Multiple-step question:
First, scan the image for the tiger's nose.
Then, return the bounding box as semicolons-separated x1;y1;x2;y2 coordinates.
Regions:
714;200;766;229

...

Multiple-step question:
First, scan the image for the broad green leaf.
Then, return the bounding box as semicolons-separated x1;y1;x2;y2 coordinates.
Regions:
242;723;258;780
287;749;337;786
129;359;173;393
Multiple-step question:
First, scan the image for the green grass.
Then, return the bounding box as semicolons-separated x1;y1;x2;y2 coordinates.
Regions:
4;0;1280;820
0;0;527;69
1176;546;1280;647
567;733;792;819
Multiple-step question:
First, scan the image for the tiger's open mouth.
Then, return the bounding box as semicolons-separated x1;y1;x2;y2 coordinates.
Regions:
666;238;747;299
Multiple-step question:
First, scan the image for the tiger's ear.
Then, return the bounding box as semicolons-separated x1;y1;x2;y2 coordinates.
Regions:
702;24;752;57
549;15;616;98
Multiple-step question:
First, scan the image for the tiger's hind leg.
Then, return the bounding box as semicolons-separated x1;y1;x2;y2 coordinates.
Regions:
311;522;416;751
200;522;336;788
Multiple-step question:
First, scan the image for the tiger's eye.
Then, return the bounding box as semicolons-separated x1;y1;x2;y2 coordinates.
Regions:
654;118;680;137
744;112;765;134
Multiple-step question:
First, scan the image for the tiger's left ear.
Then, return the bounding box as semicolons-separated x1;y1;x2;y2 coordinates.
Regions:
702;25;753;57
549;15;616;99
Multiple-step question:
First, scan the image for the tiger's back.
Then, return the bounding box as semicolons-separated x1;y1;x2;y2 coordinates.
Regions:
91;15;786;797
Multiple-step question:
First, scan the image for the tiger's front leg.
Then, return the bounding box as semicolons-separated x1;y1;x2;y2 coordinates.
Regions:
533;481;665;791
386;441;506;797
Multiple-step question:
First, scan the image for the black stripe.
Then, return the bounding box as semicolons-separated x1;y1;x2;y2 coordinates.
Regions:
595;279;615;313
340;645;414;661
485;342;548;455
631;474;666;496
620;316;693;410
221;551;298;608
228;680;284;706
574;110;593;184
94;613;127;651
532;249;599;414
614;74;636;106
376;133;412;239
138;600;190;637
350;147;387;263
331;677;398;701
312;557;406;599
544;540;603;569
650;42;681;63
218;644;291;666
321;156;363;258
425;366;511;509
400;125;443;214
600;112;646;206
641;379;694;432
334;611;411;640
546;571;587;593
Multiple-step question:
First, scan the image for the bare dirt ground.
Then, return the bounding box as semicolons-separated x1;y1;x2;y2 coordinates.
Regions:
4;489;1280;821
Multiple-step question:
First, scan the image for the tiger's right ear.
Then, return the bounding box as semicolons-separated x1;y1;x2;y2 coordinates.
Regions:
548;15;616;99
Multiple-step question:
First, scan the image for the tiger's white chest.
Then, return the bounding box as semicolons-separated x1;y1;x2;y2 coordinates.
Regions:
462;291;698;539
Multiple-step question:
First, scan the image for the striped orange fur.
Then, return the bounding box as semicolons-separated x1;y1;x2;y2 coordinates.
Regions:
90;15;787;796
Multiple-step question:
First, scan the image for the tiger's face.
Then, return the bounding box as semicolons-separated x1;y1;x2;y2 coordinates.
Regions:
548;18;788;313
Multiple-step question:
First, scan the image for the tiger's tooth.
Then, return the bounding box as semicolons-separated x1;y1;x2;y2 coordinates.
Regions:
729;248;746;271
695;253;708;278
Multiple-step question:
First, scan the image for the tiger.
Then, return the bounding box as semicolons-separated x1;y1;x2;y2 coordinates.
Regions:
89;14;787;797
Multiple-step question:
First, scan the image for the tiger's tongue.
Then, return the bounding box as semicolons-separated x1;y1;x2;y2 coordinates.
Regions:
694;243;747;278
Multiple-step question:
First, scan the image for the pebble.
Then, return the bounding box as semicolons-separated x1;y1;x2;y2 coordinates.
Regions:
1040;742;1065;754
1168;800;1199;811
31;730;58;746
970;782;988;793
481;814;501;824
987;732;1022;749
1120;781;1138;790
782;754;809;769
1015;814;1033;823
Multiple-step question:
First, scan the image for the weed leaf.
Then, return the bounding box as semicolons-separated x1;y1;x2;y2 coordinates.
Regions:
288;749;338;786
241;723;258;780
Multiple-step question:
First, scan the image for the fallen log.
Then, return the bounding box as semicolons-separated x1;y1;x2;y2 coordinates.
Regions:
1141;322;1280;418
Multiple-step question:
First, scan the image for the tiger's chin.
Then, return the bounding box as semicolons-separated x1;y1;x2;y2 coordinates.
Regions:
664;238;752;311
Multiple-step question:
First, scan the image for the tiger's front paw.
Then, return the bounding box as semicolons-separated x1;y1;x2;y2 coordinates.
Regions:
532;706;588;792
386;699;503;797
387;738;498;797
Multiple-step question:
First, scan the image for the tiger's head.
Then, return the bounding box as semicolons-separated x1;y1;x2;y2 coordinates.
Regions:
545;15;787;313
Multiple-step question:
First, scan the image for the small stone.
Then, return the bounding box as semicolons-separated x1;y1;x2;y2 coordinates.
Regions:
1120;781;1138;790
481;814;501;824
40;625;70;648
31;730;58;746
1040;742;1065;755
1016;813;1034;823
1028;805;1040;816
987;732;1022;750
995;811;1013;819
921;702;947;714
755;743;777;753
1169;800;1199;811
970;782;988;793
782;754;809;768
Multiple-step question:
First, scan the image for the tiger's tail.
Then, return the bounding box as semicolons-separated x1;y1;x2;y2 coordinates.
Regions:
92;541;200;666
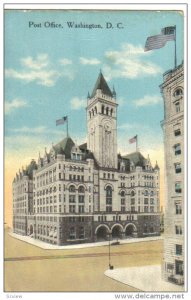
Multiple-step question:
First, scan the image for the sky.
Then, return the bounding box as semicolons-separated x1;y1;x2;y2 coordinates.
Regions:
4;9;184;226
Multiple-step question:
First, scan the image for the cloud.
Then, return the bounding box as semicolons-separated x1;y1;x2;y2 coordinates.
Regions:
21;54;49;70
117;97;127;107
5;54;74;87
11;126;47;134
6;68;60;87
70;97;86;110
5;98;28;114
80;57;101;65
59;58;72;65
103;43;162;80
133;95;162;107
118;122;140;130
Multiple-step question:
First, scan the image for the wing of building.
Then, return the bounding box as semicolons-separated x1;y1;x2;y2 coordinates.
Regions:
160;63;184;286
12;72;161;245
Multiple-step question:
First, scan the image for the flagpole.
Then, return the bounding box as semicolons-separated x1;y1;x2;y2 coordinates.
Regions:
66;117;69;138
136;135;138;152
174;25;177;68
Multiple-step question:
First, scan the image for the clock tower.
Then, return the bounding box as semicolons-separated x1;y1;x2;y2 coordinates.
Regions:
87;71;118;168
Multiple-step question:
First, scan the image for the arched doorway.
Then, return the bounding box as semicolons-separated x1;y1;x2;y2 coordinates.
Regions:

INSTRUCTIONS TO FOLLOW:
Scan the data above for the word "green" and report every line where it is found.

ANSWER SECTION:
First, scan the image for the broad green leaf.
First, scan the image for the green grass.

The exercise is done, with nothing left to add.